The data »
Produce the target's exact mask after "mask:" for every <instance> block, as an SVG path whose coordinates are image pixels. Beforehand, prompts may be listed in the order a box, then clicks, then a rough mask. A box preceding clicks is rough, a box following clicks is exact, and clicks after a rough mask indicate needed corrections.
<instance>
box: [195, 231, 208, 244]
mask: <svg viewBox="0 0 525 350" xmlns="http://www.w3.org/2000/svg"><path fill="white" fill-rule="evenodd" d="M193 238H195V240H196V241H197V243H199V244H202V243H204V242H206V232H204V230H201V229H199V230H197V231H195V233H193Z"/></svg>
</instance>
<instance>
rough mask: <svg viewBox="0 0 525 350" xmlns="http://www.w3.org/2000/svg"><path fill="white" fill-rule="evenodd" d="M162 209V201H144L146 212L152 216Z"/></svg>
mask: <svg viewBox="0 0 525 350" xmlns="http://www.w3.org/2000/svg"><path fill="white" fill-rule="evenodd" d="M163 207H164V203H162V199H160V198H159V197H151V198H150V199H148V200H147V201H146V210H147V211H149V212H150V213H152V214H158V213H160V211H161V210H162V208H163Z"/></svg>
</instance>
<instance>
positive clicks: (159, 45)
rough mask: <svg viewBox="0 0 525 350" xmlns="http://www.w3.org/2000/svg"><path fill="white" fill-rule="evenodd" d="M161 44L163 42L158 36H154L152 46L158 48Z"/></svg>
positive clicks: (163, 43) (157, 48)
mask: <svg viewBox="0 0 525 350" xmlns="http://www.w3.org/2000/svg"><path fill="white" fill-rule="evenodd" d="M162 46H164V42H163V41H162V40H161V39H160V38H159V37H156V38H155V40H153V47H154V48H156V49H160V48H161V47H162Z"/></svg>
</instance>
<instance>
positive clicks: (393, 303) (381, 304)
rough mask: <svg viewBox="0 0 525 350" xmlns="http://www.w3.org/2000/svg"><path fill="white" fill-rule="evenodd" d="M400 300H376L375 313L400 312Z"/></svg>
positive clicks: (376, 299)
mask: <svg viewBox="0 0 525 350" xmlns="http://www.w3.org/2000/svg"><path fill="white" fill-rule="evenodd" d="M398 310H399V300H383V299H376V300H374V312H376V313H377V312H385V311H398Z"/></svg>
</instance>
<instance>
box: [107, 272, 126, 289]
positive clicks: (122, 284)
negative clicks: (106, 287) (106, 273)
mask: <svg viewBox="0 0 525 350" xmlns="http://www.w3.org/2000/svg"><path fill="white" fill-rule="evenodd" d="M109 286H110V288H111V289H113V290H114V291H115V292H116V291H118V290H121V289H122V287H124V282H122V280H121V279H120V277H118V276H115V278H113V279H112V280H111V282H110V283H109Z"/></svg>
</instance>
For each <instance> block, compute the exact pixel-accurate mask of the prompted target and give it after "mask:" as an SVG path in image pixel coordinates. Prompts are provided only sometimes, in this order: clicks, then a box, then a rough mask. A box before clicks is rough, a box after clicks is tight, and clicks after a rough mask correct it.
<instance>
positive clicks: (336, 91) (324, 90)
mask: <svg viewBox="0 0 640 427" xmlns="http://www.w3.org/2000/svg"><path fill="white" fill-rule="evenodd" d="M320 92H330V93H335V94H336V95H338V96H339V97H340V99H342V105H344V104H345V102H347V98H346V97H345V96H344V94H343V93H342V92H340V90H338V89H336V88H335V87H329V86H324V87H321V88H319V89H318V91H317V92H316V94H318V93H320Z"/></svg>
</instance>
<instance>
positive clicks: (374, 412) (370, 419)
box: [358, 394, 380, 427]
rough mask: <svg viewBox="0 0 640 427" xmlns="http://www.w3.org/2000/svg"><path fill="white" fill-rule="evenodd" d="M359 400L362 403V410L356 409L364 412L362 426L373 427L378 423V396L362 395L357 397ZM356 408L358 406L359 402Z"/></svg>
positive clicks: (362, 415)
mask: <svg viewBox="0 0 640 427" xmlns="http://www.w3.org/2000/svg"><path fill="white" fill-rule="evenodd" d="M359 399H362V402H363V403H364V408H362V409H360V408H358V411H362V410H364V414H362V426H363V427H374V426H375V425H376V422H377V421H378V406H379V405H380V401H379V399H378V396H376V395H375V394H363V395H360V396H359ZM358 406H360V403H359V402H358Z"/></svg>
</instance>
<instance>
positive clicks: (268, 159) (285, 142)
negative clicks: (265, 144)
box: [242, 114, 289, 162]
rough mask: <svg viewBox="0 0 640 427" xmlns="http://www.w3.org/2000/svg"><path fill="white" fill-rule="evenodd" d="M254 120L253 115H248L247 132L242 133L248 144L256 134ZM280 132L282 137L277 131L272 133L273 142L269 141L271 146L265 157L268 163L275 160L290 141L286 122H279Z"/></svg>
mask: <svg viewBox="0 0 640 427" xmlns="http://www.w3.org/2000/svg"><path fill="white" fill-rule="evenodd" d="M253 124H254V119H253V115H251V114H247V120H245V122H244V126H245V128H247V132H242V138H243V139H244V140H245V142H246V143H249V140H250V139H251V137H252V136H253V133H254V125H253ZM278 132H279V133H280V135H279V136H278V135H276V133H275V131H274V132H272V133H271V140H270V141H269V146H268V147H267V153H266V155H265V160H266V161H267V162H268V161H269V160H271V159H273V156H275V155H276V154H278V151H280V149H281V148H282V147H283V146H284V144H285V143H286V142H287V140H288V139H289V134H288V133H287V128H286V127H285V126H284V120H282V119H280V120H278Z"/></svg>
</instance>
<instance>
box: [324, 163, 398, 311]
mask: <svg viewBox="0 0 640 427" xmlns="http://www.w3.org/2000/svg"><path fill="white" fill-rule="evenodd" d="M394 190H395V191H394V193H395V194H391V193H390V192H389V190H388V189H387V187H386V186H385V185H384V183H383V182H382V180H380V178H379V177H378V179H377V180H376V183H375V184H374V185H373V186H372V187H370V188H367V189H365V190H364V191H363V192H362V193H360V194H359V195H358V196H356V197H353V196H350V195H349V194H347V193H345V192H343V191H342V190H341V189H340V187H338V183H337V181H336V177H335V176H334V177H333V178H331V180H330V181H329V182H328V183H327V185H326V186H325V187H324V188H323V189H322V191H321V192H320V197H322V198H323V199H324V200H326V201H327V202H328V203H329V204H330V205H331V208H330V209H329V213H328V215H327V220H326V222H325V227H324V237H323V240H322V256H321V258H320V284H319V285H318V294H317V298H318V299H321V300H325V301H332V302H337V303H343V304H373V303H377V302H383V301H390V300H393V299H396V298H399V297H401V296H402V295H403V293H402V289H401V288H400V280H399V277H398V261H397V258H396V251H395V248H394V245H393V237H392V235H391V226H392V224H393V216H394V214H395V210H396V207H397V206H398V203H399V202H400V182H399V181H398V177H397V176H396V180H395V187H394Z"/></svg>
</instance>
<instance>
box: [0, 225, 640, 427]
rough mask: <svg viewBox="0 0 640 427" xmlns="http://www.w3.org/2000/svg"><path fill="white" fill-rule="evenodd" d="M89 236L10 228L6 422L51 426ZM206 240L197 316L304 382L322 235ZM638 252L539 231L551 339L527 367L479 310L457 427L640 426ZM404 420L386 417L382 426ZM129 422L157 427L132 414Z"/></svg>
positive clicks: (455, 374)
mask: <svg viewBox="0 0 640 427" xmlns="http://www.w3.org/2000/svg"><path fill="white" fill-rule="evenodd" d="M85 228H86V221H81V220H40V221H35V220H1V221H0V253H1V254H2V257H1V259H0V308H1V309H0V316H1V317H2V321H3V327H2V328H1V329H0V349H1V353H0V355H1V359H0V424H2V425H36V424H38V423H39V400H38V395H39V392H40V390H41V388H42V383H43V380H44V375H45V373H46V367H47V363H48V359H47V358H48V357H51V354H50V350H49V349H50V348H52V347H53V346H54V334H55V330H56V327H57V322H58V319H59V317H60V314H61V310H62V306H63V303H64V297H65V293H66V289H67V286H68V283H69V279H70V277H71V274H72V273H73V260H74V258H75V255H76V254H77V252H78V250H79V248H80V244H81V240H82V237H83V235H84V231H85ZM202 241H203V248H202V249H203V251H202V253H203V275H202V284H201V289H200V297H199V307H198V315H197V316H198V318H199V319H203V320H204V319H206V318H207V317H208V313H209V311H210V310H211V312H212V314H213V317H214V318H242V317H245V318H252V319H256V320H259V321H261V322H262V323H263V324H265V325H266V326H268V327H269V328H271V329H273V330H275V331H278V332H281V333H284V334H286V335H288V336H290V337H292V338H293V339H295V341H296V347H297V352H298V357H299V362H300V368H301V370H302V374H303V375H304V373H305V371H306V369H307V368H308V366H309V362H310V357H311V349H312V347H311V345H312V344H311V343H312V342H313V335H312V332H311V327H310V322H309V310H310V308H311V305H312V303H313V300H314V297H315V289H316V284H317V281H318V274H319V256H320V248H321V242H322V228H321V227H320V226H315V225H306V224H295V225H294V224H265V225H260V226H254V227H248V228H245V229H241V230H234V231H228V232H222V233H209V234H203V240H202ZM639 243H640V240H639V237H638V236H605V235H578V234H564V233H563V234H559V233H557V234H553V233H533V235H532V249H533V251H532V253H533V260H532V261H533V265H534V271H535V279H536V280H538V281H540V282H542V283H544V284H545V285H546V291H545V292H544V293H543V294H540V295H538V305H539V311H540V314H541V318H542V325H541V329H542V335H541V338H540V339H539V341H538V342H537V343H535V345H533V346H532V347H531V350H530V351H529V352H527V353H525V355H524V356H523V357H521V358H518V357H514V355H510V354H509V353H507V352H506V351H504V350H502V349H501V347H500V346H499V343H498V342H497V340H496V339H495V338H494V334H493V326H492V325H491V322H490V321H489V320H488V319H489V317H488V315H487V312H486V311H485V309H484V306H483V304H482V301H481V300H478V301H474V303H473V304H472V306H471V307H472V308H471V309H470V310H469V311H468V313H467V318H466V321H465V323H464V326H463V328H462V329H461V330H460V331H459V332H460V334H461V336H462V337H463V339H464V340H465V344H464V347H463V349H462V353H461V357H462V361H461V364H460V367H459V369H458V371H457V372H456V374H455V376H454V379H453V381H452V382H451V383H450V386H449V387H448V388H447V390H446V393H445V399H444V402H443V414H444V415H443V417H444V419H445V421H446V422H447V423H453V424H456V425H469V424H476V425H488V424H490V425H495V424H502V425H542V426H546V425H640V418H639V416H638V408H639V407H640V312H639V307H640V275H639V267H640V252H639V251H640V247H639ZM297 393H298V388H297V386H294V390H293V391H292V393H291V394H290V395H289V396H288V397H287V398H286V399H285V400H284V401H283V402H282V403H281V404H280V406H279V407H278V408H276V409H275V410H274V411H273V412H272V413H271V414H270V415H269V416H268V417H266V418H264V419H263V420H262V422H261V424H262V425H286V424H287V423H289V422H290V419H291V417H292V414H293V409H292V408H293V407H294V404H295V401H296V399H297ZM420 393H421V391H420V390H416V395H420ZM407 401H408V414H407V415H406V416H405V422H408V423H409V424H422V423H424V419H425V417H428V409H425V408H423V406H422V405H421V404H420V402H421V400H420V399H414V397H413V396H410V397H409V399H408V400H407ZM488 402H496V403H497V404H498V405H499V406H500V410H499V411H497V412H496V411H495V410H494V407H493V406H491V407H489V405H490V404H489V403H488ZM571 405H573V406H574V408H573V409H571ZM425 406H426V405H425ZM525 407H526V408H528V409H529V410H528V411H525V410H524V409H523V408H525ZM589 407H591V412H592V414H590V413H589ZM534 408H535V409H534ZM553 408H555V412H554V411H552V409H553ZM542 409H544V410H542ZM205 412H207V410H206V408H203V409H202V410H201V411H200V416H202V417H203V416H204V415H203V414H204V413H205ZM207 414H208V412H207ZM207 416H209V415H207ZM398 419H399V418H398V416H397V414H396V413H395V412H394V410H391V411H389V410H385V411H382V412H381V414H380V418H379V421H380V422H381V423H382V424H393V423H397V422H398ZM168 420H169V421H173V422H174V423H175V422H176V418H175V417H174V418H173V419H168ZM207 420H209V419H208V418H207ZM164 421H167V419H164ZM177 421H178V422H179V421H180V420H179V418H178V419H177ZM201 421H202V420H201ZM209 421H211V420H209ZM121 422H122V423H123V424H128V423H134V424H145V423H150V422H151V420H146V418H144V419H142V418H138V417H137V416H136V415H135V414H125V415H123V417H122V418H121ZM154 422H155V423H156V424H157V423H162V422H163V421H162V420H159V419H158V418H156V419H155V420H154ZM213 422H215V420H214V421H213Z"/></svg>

Instructions to follow » Count the lines in the material above that contain the string "negative", with case counting, and give only the number.

Answer to this task » 2